Problem description
Return each line of the listing that follows in which the string "sink" can be found.

=== Records for the exercise ===

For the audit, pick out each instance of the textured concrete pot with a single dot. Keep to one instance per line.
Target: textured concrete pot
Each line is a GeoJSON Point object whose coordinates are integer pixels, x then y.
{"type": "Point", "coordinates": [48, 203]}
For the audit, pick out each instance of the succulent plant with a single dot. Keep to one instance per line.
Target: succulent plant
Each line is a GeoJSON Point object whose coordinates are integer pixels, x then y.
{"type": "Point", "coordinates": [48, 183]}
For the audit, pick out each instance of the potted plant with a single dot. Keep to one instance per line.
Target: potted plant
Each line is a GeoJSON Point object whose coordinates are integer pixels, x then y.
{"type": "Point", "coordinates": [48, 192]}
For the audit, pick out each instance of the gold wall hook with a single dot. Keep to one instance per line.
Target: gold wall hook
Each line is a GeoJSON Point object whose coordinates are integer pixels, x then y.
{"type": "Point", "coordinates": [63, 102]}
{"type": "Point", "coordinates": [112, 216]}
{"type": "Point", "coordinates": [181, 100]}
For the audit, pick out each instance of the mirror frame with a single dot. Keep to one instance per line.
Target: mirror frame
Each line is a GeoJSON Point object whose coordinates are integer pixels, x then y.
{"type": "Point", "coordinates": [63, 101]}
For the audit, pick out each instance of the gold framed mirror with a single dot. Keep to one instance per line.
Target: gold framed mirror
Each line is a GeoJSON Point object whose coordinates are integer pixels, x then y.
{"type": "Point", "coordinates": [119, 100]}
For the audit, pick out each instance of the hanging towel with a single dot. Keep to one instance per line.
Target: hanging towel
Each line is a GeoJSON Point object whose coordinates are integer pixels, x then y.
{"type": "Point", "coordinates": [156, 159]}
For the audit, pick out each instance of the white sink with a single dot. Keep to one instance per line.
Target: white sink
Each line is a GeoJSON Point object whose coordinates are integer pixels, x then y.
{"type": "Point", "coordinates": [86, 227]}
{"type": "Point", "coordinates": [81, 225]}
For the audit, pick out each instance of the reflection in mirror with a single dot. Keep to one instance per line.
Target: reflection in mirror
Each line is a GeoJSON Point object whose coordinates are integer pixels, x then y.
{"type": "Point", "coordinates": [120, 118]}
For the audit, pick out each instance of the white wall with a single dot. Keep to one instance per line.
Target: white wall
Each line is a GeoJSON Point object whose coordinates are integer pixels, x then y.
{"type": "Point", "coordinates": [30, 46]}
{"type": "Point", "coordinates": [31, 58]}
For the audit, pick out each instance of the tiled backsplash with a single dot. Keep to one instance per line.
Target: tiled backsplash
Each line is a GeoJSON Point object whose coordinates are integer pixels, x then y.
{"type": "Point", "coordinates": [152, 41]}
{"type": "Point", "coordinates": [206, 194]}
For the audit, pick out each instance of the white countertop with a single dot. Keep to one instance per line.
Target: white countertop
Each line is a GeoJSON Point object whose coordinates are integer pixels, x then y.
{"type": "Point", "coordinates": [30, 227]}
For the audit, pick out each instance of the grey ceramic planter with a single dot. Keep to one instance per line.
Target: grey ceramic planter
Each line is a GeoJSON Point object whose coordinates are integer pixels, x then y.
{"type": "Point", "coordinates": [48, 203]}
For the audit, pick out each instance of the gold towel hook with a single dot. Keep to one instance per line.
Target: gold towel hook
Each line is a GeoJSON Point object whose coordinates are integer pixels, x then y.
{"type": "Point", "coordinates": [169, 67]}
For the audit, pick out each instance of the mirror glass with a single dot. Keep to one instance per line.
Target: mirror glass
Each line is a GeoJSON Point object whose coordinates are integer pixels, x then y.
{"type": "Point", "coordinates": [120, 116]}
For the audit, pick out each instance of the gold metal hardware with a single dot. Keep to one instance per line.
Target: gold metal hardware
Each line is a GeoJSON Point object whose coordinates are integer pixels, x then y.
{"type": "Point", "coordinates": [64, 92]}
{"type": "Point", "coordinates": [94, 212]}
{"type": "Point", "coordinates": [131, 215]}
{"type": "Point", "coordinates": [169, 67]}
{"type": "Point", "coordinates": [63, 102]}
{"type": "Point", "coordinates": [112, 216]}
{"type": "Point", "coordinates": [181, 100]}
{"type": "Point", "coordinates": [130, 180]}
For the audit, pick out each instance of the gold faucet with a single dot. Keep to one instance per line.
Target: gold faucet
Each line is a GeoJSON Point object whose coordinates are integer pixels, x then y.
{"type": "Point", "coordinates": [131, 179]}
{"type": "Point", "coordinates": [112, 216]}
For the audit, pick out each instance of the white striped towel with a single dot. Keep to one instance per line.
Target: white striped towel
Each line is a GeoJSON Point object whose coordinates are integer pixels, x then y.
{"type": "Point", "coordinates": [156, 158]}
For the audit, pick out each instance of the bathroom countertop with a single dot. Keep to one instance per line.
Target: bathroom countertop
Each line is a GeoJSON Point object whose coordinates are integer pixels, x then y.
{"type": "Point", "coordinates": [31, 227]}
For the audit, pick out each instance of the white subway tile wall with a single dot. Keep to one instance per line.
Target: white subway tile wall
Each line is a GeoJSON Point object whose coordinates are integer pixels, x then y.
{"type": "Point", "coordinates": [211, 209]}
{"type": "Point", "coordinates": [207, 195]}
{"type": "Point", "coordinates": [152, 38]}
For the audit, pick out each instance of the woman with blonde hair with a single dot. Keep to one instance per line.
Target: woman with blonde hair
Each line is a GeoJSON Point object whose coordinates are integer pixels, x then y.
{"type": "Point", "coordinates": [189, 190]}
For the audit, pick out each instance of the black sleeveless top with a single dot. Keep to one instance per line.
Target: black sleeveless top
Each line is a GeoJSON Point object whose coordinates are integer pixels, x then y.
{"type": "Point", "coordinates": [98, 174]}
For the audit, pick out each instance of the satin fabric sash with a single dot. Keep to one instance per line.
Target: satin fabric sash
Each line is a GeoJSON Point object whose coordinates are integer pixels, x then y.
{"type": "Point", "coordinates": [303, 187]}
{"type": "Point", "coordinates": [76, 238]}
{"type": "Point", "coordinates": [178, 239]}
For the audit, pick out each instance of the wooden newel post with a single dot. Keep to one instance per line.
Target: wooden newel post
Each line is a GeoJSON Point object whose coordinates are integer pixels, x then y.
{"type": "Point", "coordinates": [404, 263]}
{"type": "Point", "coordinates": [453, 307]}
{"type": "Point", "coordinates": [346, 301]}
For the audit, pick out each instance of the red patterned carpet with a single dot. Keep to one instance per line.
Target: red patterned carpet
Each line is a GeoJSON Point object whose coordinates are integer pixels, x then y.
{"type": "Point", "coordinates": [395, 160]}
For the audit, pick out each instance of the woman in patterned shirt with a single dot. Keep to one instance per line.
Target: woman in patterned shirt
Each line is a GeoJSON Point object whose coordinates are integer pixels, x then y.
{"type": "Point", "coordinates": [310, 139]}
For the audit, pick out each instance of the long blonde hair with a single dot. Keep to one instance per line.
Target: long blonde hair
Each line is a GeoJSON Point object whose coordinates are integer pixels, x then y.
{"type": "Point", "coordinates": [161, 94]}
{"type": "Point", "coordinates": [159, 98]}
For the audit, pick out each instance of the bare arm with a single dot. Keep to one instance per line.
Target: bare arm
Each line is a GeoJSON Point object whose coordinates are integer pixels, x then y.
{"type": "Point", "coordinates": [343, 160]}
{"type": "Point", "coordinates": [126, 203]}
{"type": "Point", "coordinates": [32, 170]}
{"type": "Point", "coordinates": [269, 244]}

===
=== Records for the exercise ===

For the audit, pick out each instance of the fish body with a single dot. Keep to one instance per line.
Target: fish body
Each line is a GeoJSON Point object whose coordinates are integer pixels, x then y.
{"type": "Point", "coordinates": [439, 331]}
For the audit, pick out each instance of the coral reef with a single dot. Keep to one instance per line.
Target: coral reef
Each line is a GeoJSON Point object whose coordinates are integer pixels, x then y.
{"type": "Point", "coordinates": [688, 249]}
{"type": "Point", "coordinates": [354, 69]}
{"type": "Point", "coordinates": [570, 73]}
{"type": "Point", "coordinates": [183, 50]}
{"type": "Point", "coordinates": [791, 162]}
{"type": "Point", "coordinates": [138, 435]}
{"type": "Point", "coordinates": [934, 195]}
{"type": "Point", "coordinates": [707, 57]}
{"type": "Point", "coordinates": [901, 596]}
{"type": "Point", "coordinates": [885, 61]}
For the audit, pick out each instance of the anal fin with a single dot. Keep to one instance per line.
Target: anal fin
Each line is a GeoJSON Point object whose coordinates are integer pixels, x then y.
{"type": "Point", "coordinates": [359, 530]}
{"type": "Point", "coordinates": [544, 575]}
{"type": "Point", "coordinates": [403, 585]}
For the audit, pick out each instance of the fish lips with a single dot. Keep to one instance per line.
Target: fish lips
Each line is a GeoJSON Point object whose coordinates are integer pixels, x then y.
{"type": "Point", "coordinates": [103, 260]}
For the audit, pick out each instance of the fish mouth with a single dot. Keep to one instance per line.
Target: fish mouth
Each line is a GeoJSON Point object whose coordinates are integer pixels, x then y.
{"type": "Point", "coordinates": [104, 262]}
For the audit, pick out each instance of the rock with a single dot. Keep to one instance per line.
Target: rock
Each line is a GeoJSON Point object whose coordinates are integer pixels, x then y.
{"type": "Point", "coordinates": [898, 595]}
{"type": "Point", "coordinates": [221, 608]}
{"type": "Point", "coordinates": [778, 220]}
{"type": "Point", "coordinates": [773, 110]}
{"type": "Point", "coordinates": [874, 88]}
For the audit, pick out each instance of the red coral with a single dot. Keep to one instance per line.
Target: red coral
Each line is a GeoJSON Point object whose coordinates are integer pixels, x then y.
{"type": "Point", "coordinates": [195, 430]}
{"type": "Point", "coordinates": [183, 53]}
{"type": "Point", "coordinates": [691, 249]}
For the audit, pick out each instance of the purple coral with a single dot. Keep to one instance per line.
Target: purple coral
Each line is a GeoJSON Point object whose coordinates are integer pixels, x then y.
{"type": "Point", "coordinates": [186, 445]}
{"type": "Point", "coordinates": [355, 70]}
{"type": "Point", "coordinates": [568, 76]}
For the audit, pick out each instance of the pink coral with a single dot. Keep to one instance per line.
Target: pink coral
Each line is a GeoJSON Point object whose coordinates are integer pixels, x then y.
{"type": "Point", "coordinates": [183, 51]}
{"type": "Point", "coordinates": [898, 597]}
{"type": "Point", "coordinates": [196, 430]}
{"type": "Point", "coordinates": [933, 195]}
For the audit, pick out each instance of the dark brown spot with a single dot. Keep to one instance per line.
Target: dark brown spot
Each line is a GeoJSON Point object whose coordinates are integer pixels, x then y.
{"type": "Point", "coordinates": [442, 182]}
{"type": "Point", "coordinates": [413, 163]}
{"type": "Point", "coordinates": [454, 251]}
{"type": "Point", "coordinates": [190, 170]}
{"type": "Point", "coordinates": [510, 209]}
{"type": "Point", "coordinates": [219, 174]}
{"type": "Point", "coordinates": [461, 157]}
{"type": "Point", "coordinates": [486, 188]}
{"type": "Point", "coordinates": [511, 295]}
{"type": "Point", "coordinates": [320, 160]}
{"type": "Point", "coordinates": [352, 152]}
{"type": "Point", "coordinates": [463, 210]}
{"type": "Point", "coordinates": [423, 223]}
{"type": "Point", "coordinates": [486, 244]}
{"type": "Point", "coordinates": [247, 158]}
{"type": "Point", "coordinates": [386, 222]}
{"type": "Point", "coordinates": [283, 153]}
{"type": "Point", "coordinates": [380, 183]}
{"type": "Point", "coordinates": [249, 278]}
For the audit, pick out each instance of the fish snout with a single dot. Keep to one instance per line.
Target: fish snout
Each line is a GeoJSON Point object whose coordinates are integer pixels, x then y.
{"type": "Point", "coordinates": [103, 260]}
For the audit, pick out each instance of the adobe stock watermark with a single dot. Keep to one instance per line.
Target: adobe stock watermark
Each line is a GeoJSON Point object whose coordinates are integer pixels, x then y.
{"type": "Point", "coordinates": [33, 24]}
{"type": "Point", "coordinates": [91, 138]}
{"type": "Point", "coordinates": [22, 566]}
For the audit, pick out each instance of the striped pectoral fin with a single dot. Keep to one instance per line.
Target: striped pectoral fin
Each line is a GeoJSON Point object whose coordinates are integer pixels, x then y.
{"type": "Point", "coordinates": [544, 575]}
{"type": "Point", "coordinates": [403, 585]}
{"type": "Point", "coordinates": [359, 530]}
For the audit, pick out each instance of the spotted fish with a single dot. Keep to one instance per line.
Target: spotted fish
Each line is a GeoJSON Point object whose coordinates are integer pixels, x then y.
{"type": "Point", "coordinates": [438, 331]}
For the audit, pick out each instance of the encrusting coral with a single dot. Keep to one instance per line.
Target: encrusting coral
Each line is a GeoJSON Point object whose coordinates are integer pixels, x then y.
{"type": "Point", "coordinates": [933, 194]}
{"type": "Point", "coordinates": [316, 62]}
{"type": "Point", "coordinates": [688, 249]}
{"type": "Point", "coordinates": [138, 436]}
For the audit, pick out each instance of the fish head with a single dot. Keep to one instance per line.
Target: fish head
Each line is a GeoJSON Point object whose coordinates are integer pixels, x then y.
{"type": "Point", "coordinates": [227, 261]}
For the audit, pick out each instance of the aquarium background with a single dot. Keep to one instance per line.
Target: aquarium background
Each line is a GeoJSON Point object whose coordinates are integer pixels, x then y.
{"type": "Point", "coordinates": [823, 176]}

===

Output of the task
For the audit, pick out each instance of the white sink with a single dot. Keep to one instance per line.
Target: white sink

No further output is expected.